Studio album by Meshell Ndegeocello
- Released: June 2, 2014
- Genre: R&B; art pop; avant-pop;
- Length: 46:17
- Label: Naïve
- Producer: Smoke and Mirrors

Meshell Ndegeocello chronology
| Pour une Âme Souveraine: A Dedication to Nina Simone (2012) | Comet, Come to Me (2014) | Ventriloquism (2018) |

= Comet, Come to Me =

Comet, Come to Me is the 11th studio album by U.S. singer Meshell Ndegeocello, released 2 June 2014, on Naïve Records.

Kyle Fleck of The Stranger described the album as "a lyrically haunted yet lushly produced set of alienated art pop for adults." Andy Kellman of AllMusic described it as a continuation of Devil's Halo (2009) and Weather (2011), "with well-defined and uncluttered songs that have subtle and artful touches and twists."

# Data extract:
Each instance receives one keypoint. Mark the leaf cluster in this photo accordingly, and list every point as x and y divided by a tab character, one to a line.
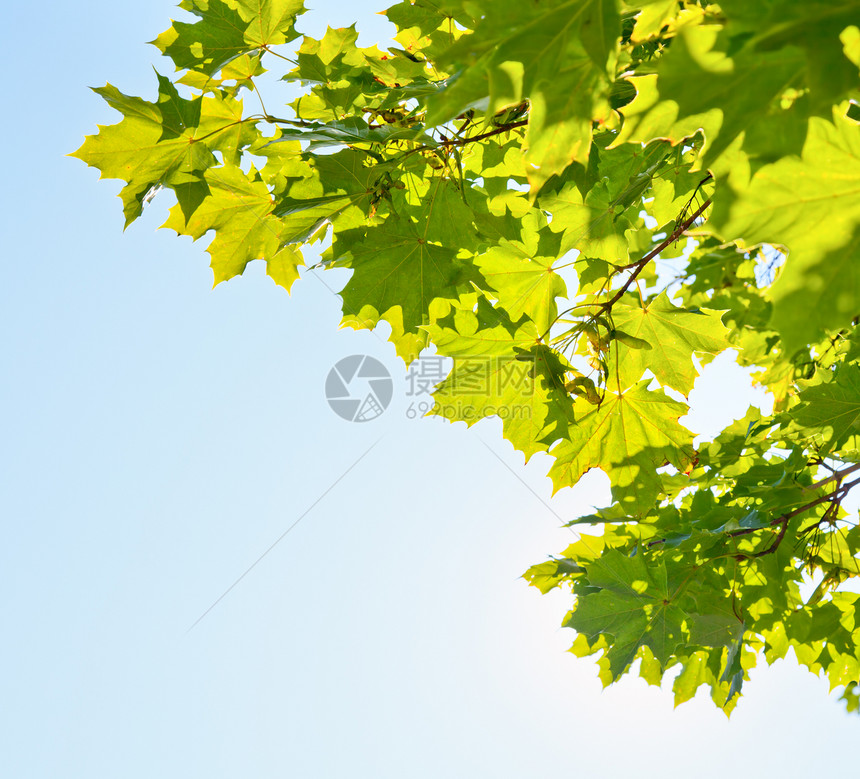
581	202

# Work to complete:
- a) Who is credited as producer on the Comet, Come to Me album page?
- b) For each statement, say whether the Comet, Come to Me album page agrees, and quote the words that decide it: (i) The album has a running length of 46:17. (ii) Kyle Fleck reviewed the album for AllMusic. (iii) Comet, Come to Me is Meshell Ndegeocello's 10th studio album.
- c) List every Meshell Ndegeocello album other than Comet, Come to Me that the album page names.
Answer using only the album page above, not the data.

# Solutions by task:
- a) Smoke and Mirrors

- b)
(i) Yes: "Length: 46:17"
(ii) No: "Kyle Fleck of The Stranger"
(iii) No: "the 11th studio album"

- c)
- Pour une Âme Souveraine: A Dedication to Nina Simone (2012)
- Ventriloquism (2018)
- Devil's Halo (2009)
- Weather (2011)